_EXERCISE DIRECTIONS_
Below is a set of records. Please retype every one exactly.

_INPUT DATA_
○ ○ ○

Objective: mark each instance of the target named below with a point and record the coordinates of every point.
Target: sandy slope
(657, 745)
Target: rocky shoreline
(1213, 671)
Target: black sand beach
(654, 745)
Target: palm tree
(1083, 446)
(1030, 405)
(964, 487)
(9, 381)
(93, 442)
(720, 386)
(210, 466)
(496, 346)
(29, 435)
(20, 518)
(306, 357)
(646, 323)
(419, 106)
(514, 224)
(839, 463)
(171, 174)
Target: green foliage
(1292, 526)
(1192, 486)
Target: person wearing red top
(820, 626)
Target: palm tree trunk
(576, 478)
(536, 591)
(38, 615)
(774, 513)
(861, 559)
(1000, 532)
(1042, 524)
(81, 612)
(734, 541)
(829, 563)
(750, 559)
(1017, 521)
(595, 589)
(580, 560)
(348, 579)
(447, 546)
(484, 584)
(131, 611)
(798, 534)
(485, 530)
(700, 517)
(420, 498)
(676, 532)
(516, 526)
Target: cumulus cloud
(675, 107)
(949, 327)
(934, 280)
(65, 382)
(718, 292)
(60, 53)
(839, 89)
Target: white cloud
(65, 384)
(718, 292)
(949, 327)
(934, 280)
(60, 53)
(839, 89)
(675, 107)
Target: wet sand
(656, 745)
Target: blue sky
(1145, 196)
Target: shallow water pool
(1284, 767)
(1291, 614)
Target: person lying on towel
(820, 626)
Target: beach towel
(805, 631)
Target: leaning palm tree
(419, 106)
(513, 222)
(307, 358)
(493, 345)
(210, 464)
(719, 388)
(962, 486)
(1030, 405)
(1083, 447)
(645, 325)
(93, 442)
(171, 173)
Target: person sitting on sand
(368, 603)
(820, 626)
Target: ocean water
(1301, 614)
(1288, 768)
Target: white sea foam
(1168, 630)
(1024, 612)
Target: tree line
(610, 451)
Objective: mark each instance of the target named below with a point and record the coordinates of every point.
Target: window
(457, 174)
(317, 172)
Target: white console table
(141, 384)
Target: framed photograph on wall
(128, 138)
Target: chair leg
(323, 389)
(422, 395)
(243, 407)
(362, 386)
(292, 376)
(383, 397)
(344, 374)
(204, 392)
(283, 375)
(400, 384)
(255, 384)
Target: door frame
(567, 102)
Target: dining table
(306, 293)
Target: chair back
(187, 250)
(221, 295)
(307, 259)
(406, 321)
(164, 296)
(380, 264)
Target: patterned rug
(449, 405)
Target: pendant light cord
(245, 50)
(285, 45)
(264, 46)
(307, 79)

○ ○ ○

_ANSWER TO THE EXERCISE_
Objective: mark each instance of the target named below with a point and record the coordinates of every point.
Target: sandy slope
(657, 745)
Target: rocky shoreline
(1213, 671)
Target: black sand beach
(654, 745)
Target: palm tree
(1083, 446)
(1030, 405)
(964, 487)
(9, 381)
(93, 442)
(720, 386)
(210, 466)
(496, 346)
(29, 435)
(20, 518)
(306, 357)
(646, 323)
(419, 106)
(514, 224)
(839, 463)
(171, 174)
Target: green foliage
(1292, 526)
(1192, 486)
Target: person wearing red top
(820, 626)
Target: palm tree trunk
(576, 478)
(536, 591)
(38, 615)
(774, 513)
(861, 559)
(1000, 532)
(1042, 524)
(81, 612)
(734, 541)
(829, 563)
(750, 559)
(1017, 521)
(595, 589)
(580, 560)
(348, 579)
(447, 546)
(484, 584)
(131, 611)
(798, 534)
(485, 530)
(700, 517)
(420, 498)
(676, 532)
(516, 526)
Target: cumulus cloud
(675, 107)
(949, 327)
(934, 280)
(65, 382)
(718, 292)
(60, 53)
(839, 89)
Target: white cloud
(65, 384)
(718, 292)
(949, 327)
(934, 280)
(60, 53)
(839, 89)
(675, 107)
Target: wet sand
(656, 745)
Target: blue sky
(1145, 196)
Target: shallow water pool
(1284, 767)
(1291, 614)
Target: person lying on towel
(820, 626)
Target: beach towel
(805, 631)
Target: leaning palm tree
(419, 106)
(513, 222)
(307, 358)
(493, 345)
(210, 464)
(719, 388)
(962, 486)
(1030, 405)
(1083, 447)
(645, 325)
(93, 442)
(171, 173)
Target: person sitting on sand
(368, 603)
(820, 626)
Target: ocean water
(1301, 614)
(1288, 768)
Target: white sea foam
(1168, 630)
(1024, 612)
Target: tree line
(610, 451)
Objective: mark each instance of the target named below with a point and record the coordinates of every point.
Target: window
(457, 174)
(317, 172)
Target: white console table
(141, 384)
Target: framed photograph on wall
(128, 138)
Target: chair leg
(323, 389)
(422, 395)
(243, 407)
(362, 386)
(292, 376)
(383, 397)
(344, 374)
(204, 392)
(283, 375)
(400, 384)
(255, 384)
Target: door frame
(567, 102)
Target: dining table
(306, 293)
Target: chair back
(187, 250)
(221, 295)
(307, 259)
(406, 321)
(164, 296)
(380, 264)
Target: patterned rug
(449, 405)
Target: pendant light cord
(245, 50)
(285, 45)
(264, 46)
(307, 79)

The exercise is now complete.